SUPPLIED RECORDS:
────────

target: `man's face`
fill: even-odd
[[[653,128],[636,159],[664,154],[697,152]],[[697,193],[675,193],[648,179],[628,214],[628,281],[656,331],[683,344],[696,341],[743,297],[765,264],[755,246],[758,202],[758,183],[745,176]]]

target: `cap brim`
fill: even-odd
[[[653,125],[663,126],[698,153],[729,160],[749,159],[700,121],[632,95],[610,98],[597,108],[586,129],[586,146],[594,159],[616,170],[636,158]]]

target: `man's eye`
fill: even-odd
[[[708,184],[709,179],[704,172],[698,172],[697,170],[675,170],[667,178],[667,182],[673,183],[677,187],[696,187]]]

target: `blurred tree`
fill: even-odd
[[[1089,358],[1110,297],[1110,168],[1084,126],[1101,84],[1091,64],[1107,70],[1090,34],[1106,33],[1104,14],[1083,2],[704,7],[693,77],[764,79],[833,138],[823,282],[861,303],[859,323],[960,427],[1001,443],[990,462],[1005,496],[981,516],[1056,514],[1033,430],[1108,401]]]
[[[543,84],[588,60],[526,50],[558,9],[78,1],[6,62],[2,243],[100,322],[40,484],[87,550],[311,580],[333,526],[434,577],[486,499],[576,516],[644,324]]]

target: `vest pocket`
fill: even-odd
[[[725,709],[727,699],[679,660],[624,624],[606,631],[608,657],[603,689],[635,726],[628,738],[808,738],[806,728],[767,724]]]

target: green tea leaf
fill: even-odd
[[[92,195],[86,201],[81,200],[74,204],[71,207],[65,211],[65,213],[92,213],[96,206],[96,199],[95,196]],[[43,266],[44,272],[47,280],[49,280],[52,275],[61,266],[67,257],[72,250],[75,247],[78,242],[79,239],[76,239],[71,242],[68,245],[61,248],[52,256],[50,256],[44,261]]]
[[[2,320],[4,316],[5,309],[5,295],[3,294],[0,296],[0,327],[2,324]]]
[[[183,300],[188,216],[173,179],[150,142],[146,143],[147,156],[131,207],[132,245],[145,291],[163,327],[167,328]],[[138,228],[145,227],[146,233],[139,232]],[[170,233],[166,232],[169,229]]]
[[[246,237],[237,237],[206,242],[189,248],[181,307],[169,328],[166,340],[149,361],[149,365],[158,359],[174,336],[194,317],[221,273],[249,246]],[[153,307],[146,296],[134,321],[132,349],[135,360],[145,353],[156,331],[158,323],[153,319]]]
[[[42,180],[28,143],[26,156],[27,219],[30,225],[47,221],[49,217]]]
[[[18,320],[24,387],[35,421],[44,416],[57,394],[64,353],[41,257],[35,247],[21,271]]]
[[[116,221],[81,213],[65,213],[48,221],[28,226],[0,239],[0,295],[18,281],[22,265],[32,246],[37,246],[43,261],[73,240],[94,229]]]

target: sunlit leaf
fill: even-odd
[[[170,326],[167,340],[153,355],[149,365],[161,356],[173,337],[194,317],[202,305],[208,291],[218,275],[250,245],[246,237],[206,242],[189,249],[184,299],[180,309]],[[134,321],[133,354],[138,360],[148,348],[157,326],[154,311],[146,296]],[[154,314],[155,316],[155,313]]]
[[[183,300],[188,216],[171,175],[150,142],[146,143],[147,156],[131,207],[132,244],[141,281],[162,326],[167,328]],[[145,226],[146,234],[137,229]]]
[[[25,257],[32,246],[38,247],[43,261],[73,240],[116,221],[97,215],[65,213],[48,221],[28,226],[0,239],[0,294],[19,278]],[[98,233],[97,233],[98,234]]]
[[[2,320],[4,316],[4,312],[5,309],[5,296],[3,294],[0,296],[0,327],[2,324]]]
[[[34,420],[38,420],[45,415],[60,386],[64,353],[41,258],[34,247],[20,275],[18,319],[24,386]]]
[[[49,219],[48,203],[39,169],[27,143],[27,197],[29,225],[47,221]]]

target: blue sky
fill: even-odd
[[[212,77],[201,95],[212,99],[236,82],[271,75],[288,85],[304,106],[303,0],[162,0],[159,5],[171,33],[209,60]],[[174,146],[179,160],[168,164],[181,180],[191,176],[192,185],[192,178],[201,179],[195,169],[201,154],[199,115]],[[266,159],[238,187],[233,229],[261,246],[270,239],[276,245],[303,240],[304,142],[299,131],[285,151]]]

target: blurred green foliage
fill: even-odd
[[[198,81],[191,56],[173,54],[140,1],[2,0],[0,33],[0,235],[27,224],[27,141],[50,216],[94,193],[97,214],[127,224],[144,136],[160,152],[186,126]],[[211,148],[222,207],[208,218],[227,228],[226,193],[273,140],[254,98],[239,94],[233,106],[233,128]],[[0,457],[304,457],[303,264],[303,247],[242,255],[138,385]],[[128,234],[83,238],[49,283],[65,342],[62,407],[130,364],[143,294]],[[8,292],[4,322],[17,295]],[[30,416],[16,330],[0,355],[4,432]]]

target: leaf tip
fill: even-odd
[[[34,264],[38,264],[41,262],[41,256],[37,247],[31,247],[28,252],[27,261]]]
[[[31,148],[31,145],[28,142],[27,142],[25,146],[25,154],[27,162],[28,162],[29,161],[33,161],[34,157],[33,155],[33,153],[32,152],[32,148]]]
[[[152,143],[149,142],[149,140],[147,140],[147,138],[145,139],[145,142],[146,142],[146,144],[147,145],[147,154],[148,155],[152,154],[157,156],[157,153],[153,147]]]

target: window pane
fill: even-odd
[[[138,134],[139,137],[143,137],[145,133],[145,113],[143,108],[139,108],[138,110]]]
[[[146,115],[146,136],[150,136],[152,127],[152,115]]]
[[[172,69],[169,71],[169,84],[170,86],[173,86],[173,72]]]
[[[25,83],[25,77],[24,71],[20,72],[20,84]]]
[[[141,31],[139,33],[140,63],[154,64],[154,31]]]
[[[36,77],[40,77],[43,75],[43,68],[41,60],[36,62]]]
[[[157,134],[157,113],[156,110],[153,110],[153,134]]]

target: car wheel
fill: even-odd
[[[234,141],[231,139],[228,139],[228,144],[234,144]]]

────────

AIM:
How many of the lines above contain the string "target"? Case counts. Give only the number.

WRITTEN REPLY:
12